Objective: Pull out the stretch of lines from the one containing "Target: coconut palm" through the end, and reproduce them word for word. Leave out the pictures.

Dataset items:

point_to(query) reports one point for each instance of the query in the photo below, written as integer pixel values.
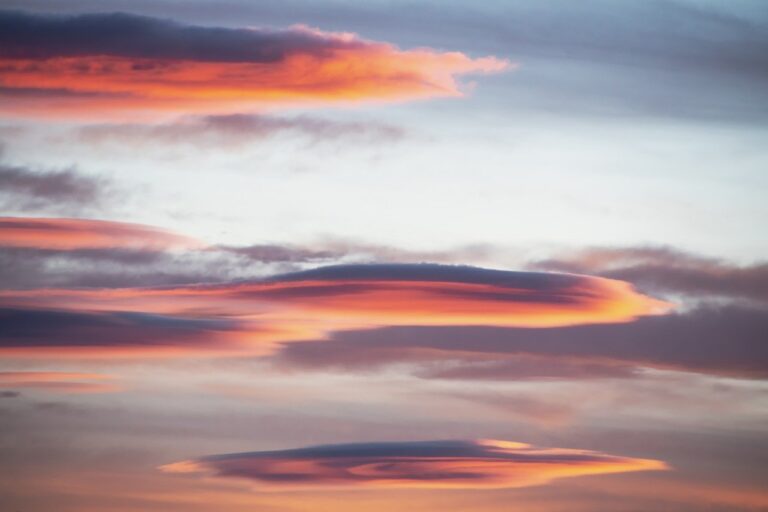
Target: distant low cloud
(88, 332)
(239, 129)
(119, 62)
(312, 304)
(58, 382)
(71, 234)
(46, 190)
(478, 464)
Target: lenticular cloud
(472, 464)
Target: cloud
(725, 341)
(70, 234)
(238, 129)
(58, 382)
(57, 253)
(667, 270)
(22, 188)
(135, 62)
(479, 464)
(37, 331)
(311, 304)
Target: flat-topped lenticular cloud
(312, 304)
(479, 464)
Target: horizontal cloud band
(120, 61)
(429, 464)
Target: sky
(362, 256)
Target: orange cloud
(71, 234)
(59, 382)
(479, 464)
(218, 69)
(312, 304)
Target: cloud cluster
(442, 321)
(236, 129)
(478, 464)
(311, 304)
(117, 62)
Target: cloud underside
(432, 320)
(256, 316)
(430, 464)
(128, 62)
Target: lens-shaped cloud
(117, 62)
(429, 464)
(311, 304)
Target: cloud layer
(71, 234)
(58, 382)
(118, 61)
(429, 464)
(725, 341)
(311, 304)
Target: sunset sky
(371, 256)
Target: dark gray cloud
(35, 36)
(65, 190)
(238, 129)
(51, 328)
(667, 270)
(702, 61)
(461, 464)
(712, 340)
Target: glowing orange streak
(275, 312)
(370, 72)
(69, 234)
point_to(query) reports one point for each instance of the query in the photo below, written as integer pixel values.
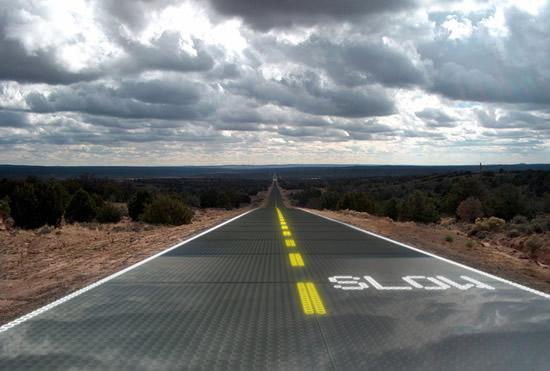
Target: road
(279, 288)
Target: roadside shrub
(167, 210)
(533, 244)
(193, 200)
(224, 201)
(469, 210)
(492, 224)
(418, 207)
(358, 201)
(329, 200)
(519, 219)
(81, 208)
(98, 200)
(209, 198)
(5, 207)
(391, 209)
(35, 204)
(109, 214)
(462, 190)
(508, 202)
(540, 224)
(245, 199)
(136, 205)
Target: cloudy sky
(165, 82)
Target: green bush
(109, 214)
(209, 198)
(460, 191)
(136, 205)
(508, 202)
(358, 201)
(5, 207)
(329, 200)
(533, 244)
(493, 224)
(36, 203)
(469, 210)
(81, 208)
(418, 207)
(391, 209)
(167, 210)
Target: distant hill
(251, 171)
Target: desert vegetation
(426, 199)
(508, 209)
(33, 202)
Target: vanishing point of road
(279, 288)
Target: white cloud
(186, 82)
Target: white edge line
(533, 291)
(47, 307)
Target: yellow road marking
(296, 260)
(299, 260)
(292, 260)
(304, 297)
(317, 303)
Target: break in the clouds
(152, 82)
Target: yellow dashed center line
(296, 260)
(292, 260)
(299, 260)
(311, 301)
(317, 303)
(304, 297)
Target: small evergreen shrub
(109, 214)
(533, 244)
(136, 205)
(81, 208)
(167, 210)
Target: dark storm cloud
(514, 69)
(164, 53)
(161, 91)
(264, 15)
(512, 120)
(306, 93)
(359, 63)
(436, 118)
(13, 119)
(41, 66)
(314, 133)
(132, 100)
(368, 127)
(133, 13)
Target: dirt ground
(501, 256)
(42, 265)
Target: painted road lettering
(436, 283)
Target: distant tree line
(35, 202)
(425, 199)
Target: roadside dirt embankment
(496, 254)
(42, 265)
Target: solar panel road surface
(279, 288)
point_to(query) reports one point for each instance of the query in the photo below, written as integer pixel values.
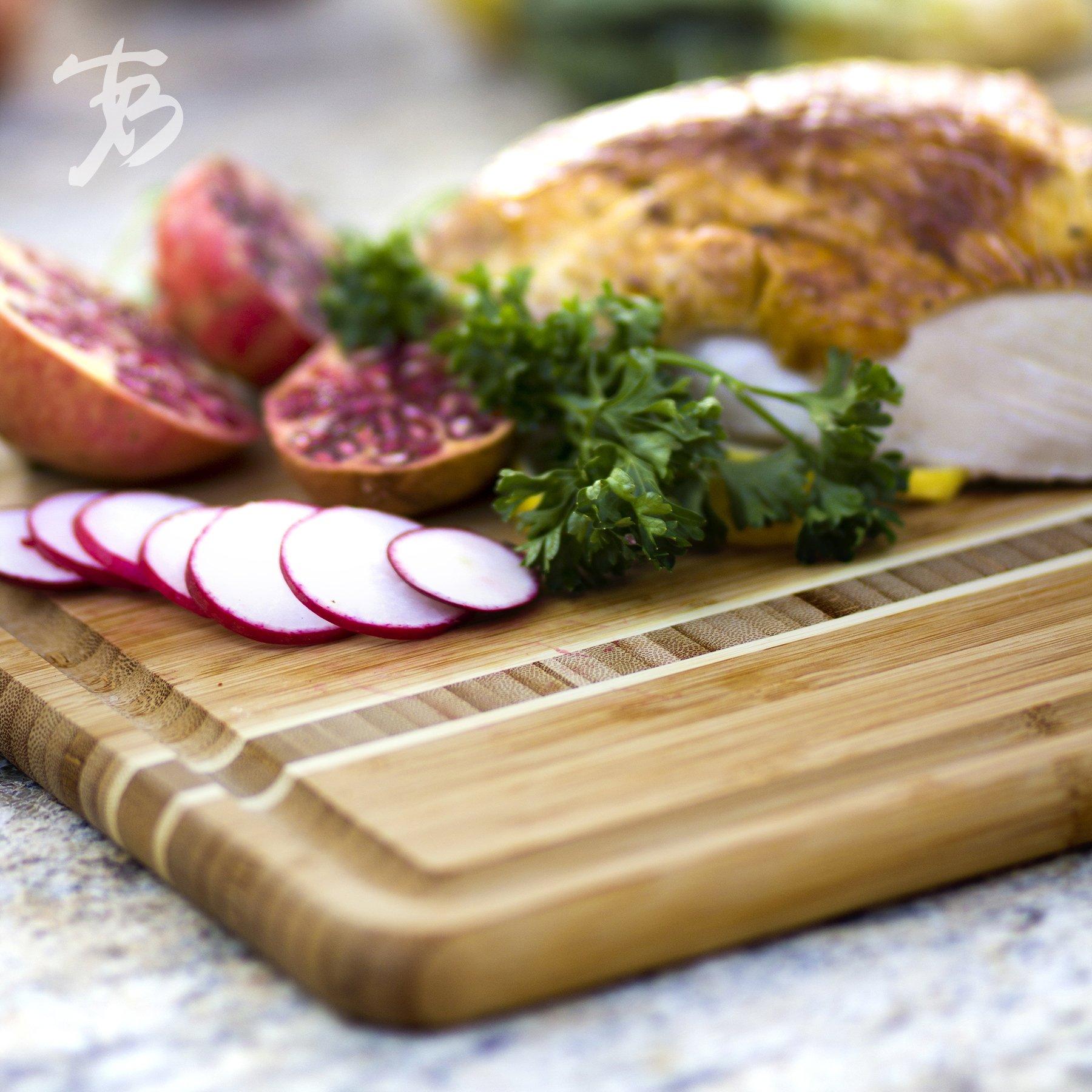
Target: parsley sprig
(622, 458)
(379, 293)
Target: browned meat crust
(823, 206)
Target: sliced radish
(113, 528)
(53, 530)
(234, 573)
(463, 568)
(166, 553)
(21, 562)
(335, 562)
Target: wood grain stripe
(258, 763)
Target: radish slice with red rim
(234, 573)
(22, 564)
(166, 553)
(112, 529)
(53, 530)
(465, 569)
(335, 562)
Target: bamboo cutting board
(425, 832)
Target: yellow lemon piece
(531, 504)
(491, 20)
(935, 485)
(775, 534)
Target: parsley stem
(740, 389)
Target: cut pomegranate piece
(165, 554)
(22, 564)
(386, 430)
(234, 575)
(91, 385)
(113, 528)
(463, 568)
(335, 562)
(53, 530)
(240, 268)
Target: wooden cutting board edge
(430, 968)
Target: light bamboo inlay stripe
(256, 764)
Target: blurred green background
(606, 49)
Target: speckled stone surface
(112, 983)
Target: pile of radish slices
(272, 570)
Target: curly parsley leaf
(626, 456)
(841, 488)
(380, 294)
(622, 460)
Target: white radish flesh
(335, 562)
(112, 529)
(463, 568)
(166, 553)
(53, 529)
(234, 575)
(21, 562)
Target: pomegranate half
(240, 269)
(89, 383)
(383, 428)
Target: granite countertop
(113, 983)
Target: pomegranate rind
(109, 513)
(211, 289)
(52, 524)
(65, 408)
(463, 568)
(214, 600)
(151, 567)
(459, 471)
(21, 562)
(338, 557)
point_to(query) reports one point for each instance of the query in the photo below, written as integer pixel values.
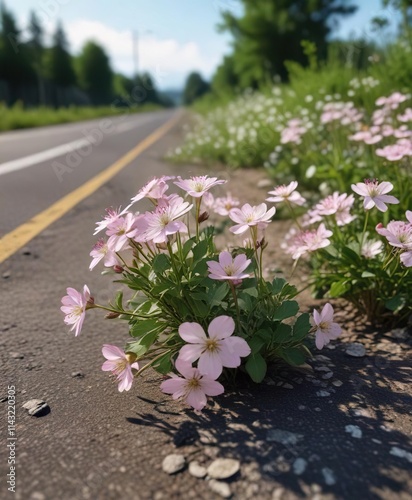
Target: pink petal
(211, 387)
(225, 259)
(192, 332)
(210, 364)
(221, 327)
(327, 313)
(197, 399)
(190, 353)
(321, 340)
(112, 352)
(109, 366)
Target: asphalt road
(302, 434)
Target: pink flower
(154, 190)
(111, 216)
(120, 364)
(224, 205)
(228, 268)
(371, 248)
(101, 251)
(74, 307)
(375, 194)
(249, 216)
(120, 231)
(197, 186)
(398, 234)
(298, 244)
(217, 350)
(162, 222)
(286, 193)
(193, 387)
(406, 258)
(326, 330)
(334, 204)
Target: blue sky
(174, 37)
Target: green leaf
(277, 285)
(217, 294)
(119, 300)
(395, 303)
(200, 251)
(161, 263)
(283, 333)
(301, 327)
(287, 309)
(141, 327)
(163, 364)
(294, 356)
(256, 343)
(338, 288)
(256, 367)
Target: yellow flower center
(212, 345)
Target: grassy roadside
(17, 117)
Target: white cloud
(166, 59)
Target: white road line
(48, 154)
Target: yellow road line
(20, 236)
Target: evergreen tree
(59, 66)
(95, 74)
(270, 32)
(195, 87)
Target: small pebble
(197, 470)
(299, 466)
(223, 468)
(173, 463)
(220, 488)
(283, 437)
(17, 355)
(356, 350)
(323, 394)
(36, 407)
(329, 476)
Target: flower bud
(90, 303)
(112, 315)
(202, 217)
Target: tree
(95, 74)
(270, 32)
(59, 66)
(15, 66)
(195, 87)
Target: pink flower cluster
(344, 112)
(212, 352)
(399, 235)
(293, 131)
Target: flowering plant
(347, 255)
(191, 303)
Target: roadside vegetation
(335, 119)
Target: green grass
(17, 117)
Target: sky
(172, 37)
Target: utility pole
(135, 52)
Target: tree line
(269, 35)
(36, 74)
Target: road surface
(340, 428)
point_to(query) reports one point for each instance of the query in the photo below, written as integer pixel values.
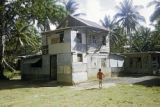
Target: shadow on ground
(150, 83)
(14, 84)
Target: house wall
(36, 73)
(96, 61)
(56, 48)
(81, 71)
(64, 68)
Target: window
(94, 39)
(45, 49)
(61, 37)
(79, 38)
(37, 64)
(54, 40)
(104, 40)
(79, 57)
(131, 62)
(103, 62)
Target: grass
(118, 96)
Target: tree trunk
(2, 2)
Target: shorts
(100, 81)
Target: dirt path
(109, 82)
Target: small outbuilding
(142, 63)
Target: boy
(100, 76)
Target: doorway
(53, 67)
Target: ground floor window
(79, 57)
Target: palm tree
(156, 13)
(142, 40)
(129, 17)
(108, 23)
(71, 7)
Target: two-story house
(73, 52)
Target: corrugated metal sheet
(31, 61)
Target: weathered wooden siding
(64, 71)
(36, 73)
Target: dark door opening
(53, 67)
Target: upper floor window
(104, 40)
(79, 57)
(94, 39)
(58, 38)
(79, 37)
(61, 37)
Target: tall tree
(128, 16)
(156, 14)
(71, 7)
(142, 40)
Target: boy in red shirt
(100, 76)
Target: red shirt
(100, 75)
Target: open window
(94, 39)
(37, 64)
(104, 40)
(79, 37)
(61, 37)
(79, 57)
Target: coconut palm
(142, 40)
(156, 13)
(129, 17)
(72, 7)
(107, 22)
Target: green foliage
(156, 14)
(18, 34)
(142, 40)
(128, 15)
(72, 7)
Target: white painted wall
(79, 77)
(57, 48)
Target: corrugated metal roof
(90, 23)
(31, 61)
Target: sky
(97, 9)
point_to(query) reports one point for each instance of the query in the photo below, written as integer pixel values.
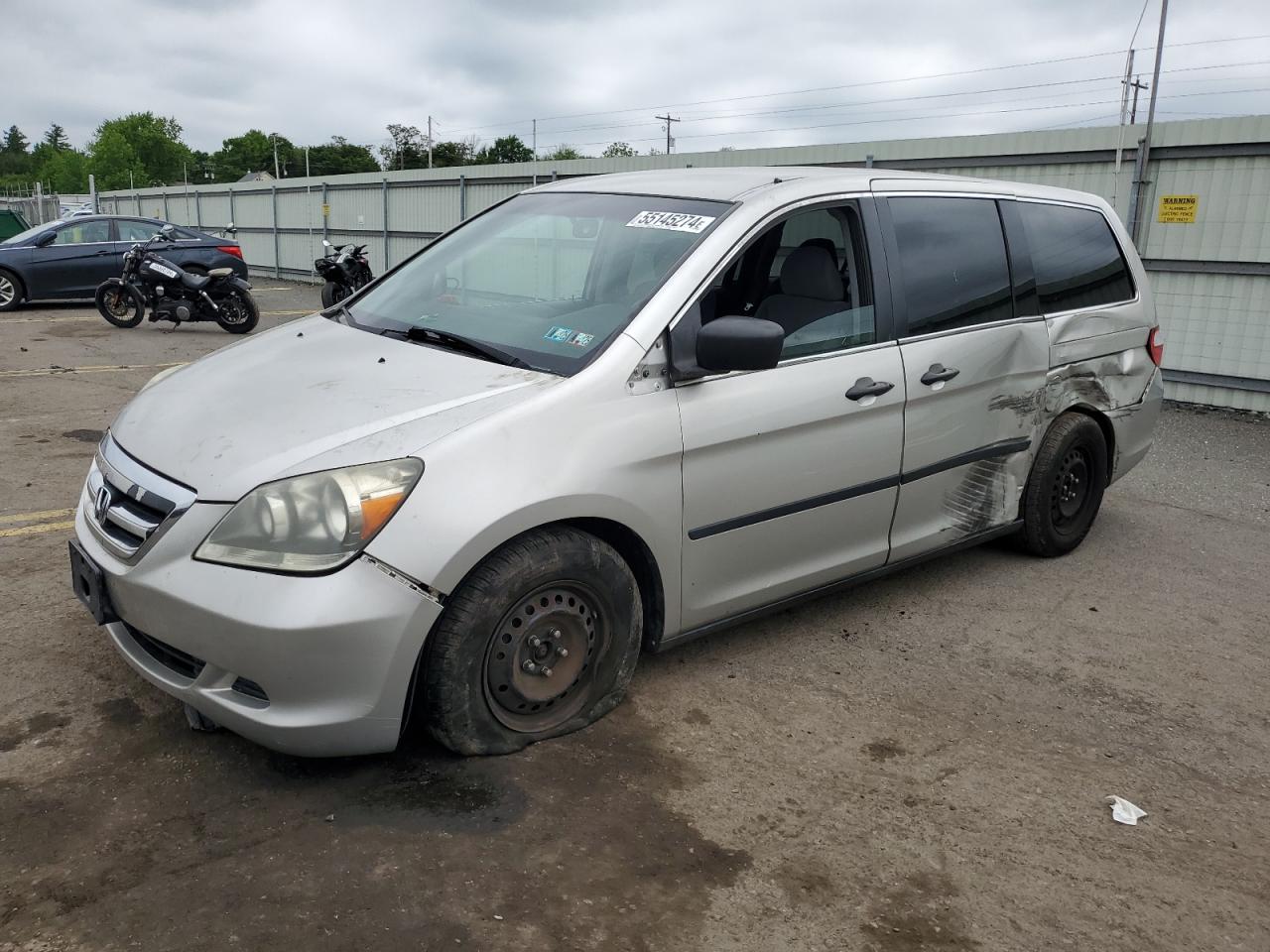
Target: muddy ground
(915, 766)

Exercise output:
Target: coconut palm
(142, 40)
(156, 13)
(129, 17)
(72, 7)
(107, 22)
Target: green foliage
(156, 14)
(18, 34)
(142, 40)
(128, 15)
(72, 7)
Target: white painted wall
(79, 77)
(57, 48)
Target: corrugated metal roof
(90, 23)
(31, 61)
Target: sky
(97, 9)
point_to(query) reports one point for each instance of the query in the photo below, written as integer pixel values.
Target: muddy ground
(915, 766)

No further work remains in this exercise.